Format as a numbered list, with blank lines left out, only the part of the listing that opens with the line containing "Goal: Detect the saddle" and closes with the line containing "xmin=103 ymin=49 xmax=270 ymax=96", both of those lines included.

• [DATA SUPPLIED]
— START —

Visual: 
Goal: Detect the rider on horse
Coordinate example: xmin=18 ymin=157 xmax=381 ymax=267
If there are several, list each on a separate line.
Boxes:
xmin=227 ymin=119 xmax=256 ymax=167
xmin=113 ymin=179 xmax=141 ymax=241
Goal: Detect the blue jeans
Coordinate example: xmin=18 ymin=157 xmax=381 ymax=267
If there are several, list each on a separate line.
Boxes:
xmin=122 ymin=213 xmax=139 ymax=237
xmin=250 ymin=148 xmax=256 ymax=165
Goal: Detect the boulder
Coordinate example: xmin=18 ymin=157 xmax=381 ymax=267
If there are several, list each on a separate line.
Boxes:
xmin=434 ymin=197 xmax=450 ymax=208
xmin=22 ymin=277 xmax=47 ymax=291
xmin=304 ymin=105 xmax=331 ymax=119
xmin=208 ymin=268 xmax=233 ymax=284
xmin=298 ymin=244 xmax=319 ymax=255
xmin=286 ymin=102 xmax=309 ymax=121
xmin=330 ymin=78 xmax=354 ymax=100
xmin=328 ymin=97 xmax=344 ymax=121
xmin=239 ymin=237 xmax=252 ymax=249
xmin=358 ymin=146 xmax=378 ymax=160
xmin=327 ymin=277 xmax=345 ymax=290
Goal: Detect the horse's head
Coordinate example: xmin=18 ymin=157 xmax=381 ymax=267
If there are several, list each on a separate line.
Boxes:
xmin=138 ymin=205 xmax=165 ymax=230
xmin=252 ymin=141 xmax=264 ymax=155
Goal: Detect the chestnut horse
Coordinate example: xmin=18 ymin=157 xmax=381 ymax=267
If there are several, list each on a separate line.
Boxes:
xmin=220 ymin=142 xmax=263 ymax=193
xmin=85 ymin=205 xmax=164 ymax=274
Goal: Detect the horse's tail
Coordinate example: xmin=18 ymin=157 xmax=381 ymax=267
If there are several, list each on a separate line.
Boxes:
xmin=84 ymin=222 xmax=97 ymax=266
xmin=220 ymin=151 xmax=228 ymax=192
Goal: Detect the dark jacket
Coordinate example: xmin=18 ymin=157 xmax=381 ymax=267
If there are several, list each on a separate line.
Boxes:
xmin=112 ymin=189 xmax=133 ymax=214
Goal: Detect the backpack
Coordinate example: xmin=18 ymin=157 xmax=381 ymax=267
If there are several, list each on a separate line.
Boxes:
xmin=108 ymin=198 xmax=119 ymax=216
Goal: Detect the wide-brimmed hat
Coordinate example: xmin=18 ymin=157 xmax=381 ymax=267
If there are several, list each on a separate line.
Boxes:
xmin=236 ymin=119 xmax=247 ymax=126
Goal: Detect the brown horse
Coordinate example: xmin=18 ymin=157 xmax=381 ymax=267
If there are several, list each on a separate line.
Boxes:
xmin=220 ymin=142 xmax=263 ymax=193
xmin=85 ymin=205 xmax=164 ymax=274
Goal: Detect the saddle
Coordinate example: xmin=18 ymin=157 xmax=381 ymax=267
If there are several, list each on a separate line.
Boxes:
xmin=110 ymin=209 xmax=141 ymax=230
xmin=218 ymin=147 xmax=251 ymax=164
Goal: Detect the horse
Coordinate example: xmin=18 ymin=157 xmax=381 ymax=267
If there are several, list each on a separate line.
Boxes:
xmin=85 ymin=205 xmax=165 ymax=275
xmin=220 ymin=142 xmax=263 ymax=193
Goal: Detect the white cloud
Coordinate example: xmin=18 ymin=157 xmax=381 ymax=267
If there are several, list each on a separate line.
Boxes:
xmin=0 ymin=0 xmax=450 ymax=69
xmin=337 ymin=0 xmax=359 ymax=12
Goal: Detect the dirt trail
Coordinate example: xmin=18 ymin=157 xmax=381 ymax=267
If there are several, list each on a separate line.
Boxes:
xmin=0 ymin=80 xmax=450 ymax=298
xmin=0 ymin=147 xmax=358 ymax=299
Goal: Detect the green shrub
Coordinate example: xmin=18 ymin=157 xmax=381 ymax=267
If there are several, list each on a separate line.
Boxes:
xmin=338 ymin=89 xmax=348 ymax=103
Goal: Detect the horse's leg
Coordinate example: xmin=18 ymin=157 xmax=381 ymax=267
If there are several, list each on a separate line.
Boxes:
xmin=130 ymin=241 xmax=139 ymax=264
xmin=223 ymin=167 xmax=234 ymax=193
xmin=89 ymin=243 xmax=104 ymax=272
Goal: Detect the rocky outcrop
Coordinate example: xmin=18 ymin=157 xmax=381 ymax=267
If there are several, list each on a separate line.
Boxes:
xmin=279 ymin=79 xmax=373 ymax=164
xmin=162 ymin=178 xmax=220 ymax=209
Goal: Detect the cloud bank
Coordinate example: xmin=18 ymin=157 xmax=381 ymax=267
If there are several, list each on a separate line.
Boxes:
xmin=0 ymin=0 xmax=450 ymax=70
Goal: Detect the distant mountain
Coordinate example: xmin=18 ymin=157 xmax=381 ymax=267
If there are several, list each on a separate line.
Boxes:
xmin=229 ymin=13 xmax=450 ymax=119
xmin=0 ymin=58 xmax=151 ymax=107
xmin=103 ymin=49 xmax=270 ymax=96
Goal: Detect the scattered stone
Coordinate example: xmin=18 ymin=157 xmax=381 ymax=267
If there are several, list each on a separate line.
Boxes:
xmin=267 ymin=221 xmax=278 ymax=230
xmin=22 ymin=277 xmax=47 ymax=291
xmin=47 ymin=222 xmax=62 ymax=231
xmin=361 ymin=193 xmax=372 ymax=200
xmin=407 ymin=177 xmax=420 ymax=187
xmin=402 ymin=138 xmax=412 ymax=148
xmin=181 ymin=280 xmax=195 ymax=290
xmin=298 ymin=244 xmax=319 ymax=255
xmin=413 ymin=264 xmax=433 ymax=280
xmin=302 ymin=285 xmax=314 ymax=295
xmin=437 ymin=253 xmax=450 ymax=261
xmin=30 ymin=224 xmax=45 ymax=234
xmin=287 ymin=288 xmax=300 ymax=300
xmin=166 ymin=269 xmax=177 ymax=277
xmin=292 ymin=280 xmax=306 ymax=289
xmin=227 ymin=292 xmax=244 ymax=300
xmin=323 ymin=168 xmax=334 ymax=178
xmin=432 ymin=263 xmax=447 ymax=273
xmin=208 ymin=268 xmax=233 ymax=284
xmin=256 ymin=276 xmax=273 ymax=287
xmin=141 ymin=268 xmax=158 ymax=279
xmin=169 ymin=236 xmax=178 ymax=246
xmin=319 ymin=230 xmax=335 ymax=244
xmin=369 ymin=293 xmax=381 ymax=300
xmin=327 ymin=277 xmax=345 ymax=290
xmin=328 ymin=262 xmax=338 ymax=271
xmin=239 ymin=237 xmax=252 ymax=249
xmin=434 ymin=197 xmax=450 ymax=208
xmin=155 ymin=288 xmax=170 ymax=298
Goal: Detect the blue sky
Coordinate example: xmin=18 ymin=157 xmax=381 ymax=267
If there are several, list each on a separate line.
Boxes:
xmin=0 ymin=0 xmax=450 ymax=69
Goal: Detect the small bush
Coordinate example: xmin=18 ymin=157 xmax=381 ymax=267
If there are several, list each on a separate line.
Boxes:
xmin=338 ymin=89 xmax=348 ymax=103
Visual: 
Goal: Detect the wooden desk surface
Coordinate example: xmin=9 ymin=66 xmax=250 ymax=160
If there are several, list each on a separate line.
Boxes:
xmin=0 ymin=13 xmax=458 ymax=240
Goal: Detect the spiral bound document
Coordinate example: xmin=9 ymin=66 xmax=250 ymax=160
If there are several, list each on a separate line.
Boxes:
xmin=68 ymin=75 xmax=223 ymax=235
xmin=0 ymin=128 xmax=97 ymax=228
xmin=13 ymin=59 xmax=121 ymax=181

— END —

• [SOLUTION TO THE EXERCISE]
1. Goal: Detect the saddle
2. Coordinate example: xmin=18 ymin=157 xmax=381 ymax=267
3. If there are several, list each on a separate line.
4. Boxes:
5. xmin=110 ymin=209 xmax=141 ymax=230
6. xmin=218 ymin=147 xmax=251 ymax=164
7. Goal: Detect the horse
8. Coordinate example: xmin=18 ymin=157 xmax=381 ymax=267
9. If there are several, list each on a separate line.
10. Boxes:
11. xmin=85 ymin=205 xmax=165 ymax=275
12. xmin=220 ymin=142 xmax=263 ymax=193
13. Goal: Detect the white cloud
14. Coordinate example: xmin=18 ymin=157 xmax=381 ymax=267
15. If there are several, list each on a separate line.
16. Boxes:
17. xmin=0 ymin=0 xmax=450 ymax=69
18. xmin=337 ymin=0 xmax=359 ymax=12
19. Goal: Detect the dirt trail
20. Coordinate example: xmin=18 ymin=157 xmax=381 ymax=267
21. If there are several, list each on a separate line.
22. Boxes:
23. xmin=0 ymin=80 xmax=450 ymax=298
24. xmin=0 ymin=147 xmax=358 ymax=299
25. Goal: Detect the green shrub
26. Coordinate example: xmin=18 ymin=157 xmax=381 ymax=267
27. If there are several, list each on a separate line.
28. Boxes:
29. xmin=338 ymin=89 xmax=348 ymax=103
30. Goal: Detect the horse's leg
31. Coordinate example: xmin=18 ymin=157 xmax=381 ymax=267
32. If there are several, list each on a separate line.
33. Boxes:
34. xmin=130 ymin=241 xmax=139 ymax=264
35. xmin=223 ymin=167 xmax=234 ymax=193
36. xmin=89 ymin=243 xmax=104 ymax=272
37. Goal: Detect the rocky outcrop
38. Coordinate example: xmin=18 ymin=157 xmax=381 ymax=267
39. If there are several, list each on a separate line.
40. Boxes:
41. xmin=279 ymin=79 xmax=373 ymax=164
42. xmin=162 ymin=178 xmax=220 ymax=209
43. Goal: Detect the cloud bank
44. Coordinate example: xmin=18 ymin=157 xmax=381 ymax=267
45. If there are several, list each on a separate line.
46. Boxes:
47. xmin=0 ymin=0 xmax=450 ymax=70
48. Goal: Detect the distant mountain
49. Coordinate example: xmin=18 ymin=157 xmax=381 ymax=267
50. If there are several, list each on a separate line.
51. Boxes:
52. xmin=229 ymin=13 xmax=450 ymax=119
53. xmin=0 ymin=58 xmax=151 ymax=107
54. xmin=103 ymin=49 xmax=270 ymax=96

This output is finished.